### What to do:
Carry on the interview with McKibben about global warming, starting right after its last sentence.

### Supplied passage:

..............................

Enhanced with McKibben's signature eloquence, The End of Nature  was the first popular book to demonstrate that one species, allegedly the smartest species ever to appear on Earth, had reached a critical threshold, a point of irrevocably changing the planet's environment, including its atmosphere. A decade and a half later, more people are paying attention, but, as McKibben points out in his invitation to join the walk:

...leadership has been sorely lacking: even as the science around global warming has grown steadily darker, the political appointees at the head of the Environmental Protection Agency have declared that in their eyes carbon dioxide is "not a pollutant." The Congress has decided that all legislation addressing this issue must pass through a committee chaired by a man, James Imhofe, who calls global warming "a hoax." And so--in this warmest year on record across the United States--we walk to ask that this logjam be broken. Our hope is that just as in the past Vermont has spurred action on other issues, so too this example will lead others across the country to increase the pressure.

Here are McKibben's answers to my five questions:
Meteor Blades: Why Vermont? Wouldn't a walk and talk along the route from Baltimore to DC have more impact?

McKibben: Well, the short answer is that Vermont is where I live, and so, where I can organize. But the great hope is precisely that if we can make some noise up here the idea will spread quickly to other spots.  Correct me if I'm wrong, but there's yet to be a real large-scale protest movement that gets spread virally in the Internet age (although the Seattle WTO protests owed part of their potency to the fact that this then-little-understood medium helped organizers assemble a crowd under the noses of the media). In fact, even in the last few weeks I've had emails from around the country asking for advice.

Anyway, though I suspect our [Vermont] legislators would mostly vote the right way anyway on global warming, we want them to understand that their constituents need them to be champions on this issue.

Meteor Blades: I know you were an early adopter of hybrid car technology. And I suspect your house is heavily insulated and the refrigerator filled with locally grown food. But one attitude I've encountered time and again is that solving global warming is such a huge issue that nothing individuals can do will make a difference, so why bother?  Any advice on how to break through the stubbornness?

McKibben: It's hard to break through that idea because, frankly, there's a deep mathematical logic to it. Individual action is a kind of calisthenics before the big event, which must be political. Only the kind of massive change that can be brought about through national (and, even harder, international) policy will really suffice to reduce the flow of carbon into the atmosphere. So the key is summoning political will - and the very act of coming together in a march, say, to demand that kind of action will help us to start feeling politically powerful again.

I wrote the very first general book about global warming, way back in 1989, and I've been working on it ever since. The science has grown grimmer in the past few years as we understand just how fast we're unhinging the Earth's system. There remains time to do something about global warming (not avert it, but keep it from getting any worse than it has to be), but we need very quickly to seize that moment. And I think that right now - because of Katrina, because of Gore's movie, because of our hot summer - is the best opening we've had in two decades.

Meteor Blades: If you rubbed a compact fluorescent bulb and the Eco-Genie popped out to offer you one wish - passage of a single piece of narrowly focused global warming legislation - what would you ask for?

..............................

(Phrase grounding data)

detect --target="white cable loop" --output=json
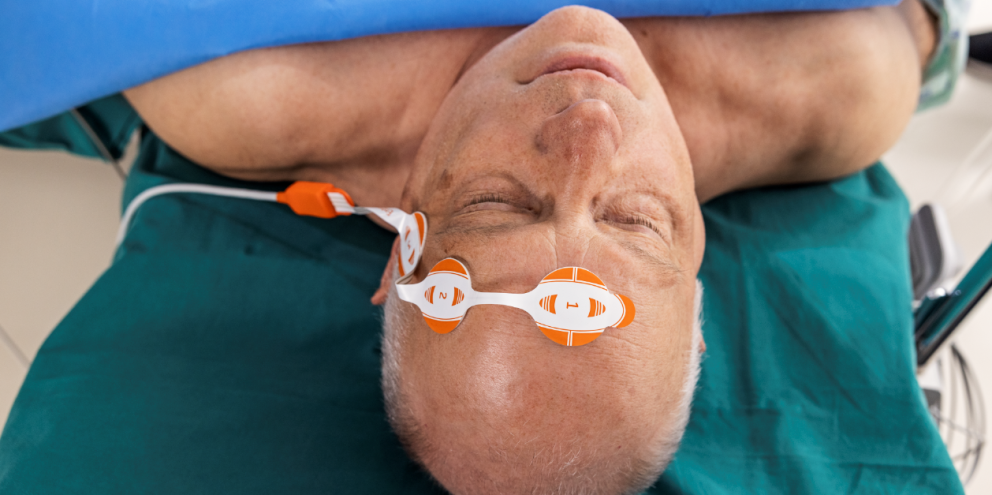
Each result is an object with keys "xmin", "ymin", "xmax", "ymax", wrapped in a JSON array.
[{"xmin": 114, "ymin": 184, "xmax": 277, "ymax": 249}]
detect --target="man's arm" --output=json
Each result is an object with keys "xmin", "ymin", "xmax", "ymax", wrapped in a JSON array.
[
  {"xmin": 124, "ymin": 30, "xmax": 508, "ymax": 184},
  {"xmin": 627, "ymin": 0, "xmax": 936, "ymax": 201}
]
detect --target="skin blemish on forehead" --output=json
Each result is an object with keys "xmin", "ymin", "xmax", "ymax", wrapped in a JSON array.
[{"xmin": 437, "ymin": 170, "xmax": 451, "ymax": 191}]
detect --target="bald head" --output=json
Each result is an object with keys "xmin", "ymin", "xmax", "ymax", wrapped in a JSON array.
[{"xmin": 384, "ymin": 7, "xmax": 704, "ymax": 493}]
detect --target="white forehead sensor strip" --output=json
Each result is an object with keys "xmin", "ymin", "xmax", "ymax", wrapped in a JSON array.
[
  {"xmin": 396, "ymin": 258, "xmax": 634, "ymax": 346},
  {"xmin": 276, "ymin": 181, "xmax": 427, "ymax": 281}
]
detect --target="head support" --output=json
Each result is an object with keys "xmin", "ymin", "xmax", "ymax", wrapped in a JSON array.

..............................

### Reply:
McKibben: I think the rapid phase-in of a 40 mpg average for new cars. Because the technology is there to do it easily, because it would demonstrate to us that the change in our sacred lifestyles will be very small at first - and because it will give everyone the added benefit of saving some money on gas. Unless you drive a hybrid, you can't believe the number of people who sidle up to you at a gas station and ask some longing questions about exactly how far it goes on a tank of gas.

And after that I'd work my way down Energize America 2020's list of policies. I just wrote an overview article for Sierra magazine on our energy situation, and described that joint effort as the single most impressive package of energy policy anyone has yet concocted.

Meteor Blades: Some people, including long-time environmental critics, are saying that nuclear power can, at the very least, provide a transition that will buy us time to come up with other technologies to reduce or eliminate human-made greenhouse gases. Do you agree?

McKibben: Here's what I think: nuclear power is a potential safety threat, if something goes wrong. Coal-fired power is guaranteed destruction, filling the atmosphere with planet-heating carbon when it operates the way it's supposed to. I don't mean to minimize the danger of a reactor; I do mean to use that danger to highlight the awesome peril posed by our conventional means of generating electricity. (And there are 150 new coal plants on the books in some stage or another).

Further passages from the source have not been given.